* Goal of the exercise *
Transcribe all of the records precisely as they are presented.

* Provided data *
▬▬▬▬▬▬▬▬▬▬

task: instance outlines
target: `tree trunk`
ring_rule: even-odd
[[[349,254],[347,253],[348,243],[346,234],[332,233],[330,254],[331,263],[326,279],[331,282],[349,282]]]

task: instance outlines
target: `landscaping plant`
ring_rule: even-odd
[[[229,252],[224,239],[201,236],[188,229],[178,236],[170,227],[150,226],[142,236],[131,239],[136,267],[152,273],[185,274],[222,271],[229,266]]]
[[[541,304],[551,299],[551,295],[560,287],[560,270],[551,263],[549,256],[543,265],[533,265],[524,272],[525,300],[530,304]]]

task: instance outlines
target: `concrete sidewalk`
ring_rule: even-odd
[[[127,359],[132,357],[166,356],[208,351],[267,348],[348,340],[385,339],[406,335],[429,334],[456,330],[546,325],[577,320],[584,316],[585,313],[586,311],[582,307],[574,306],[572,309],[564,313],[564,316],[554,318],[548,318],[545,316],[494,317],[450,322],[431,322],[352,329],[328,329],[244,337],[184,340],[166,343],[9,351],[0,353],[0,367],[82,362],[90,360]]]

▬▬▬▬▬▬▬▬▬▬

* Answer to this task *
task: instance outlines
target: `tree trunk`
ring_rule: even-odd
[[[349,254],[347,253],[348,243],[346,234],[332,233],[330,254],[331,263],[326,279],[331,282],[349,282]]]

task: instance outlines
target: `landscaping plant`
ring_rule: even-odd
[[[229,252],[224,239],[201,236],[188,229],[178,236],[170,227],[150,226],[142,236],[131,239],[136,267],[152,273],[185,274],[222,271],[229,266]]]
[[[541,304],[551,299],[551,295],[560,287],[560,270],[551,263],[549,256],[543,265],[533,265],[524,272],[525,300],[530,304]]]

task: instance outlines
target: `concrete sidewalk`
ring_rule: even-odd
[[[127,359],[132,357],[166,356],[208,351],[267,348],[348,340],[385,339],[406,335],[429,334],[456,330],[546,325],[577,320],[584,316],[585,313],[586,311],[582,307],[574,306],[572,309],[564,313],[564,316],[554,318],[548,318],[545,316],[494,317],[450,322],[431,322],[352,329],[328,329],[244,337],[184,340],[166,343],[9,351],[0,353],[0,367],[82,362],[90,360]]]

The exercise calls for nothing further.